→ Given entries
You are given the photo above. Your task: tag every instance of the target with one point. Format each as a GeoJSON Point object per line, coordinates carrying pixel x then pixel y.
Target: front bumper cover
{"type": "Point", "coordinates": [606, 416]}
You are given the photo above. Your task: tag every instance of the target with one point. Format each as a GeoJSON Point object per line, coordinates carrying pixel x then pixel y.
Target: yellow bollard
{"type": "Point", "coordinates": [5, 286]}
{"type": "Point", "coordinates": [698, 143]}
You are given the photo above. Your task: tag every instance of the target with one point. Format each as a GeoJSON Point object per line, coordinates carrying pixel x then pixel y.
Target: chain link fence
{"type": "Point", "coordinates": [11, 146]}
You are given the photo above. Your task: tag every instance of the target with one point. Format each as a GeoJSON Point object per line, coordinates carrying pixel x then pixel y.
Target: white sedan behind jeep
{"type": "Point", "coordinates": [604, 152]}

...

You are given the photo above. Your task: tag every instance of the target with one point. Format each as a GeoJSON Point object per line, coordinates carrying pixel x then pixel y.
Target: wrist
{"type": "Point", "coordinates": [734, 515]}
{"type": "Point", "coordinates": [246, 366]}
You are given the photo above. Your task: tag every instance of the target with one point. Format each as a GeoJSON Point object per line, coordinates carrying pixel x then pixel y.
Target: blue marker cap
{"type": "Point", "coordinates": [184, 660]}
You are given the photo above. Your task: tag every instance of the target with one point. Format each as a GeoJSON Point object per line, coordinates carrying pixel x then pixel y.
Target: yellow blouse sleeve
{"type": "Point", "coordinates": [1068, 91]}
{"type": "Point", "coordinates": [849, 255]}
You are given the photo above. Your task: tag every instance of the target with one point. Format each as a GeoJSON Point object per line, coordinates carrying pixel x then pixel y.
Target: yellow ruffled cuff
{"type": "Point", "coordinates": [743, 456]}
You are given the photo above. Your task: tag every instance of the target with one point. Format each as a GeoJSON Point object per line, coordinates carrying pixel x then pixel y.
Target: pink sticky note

→ Problem requirements
Starting at the line that contains "Target: yellow ruffled cuff" and stopping after the line that contains "Target: pink sticky note", write out every line exactly as it appears above, and no other line.

→ Answer space
Target: yellow ruffled cuff
{"type": "Point", "coordinates": [743, 456]}
You are given the photo above. Your task: tag every instance of the target with one point. Format each as a GeoJSON Point object per line, coordinates carrying pixel x then pixel y.
Target: pink sticky note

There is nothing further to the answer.